[Point annotations on photos]
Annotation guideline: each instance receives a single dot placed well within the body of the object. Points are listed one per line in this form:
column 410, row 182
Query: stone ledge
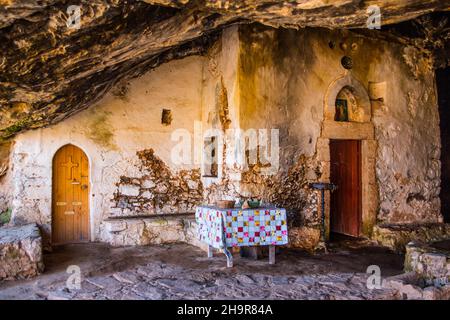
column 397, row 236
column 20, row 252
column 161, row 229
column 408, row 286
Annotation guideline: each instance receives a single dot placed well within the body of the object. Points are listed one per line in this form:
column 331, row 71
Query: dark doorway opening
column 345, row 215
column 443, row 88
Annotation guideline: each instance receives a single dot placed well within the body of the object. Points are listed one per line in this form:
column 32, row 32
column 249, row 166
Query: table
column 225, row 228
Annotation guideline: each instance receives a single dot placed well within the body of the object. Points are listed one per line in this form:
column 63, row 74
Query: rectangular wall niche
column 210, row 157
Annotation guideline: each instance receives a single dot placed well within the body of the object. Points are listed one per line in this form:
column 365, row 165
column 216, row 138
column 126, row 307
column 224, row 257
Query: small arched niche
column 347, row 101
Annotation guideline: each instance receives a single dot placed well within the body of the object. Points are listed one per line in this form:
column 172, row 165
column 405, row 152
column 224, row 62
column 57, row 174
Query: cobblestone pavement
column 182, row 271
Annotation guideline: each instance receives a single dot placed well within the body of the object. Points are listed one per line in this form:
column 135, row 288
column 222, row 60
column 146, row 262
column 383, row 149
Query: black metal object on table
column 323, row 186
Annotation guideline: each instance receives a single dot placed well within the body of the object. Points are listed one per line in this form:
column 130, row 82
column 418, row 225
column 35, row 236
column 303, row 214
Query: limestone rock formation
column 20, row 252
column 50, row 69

---

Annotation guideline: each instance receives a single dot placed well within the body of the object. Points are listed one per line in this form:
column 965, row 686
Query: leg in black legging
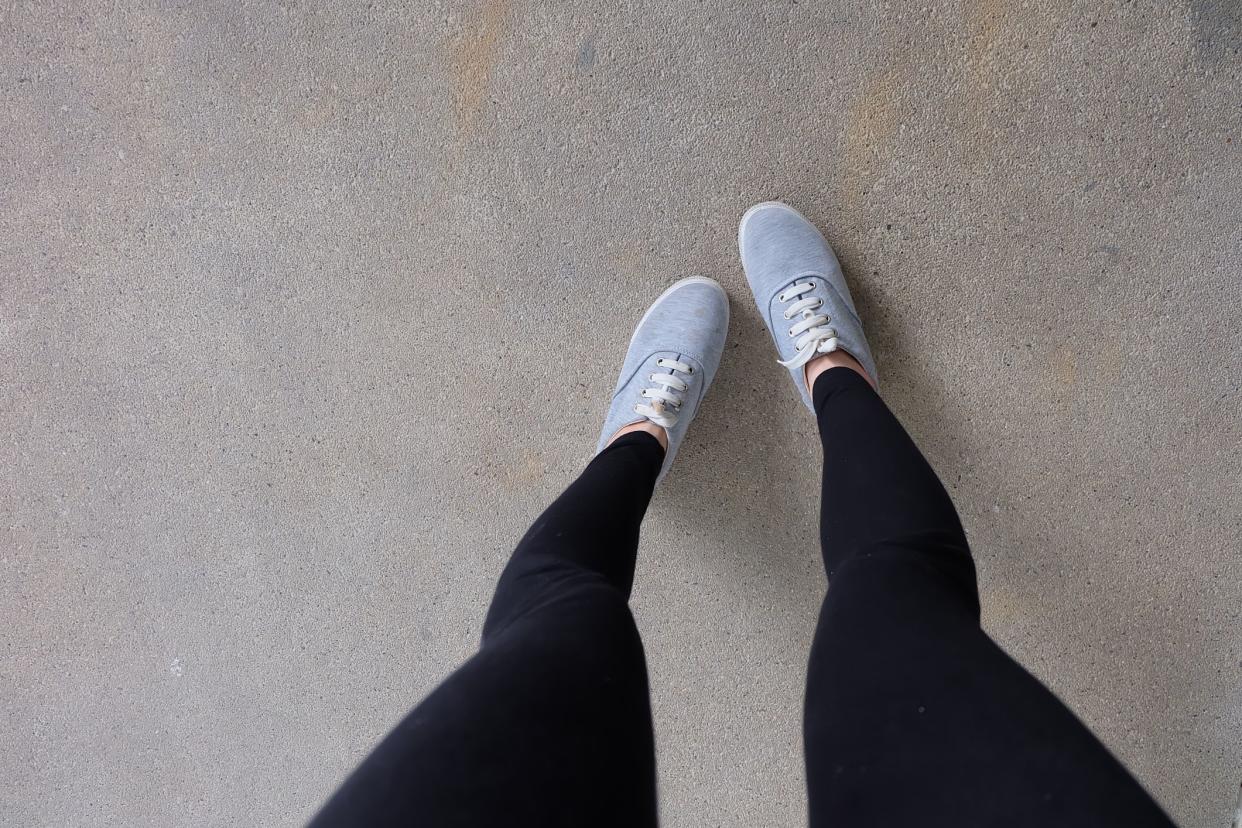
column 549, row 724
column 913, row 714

[PROBLEM]: Please show each line of the material above that contains the string "table", copying each such line in full. Case matters.

[RESULT OF THIS EXERCISE]:
Query: table
Query: black metal object on table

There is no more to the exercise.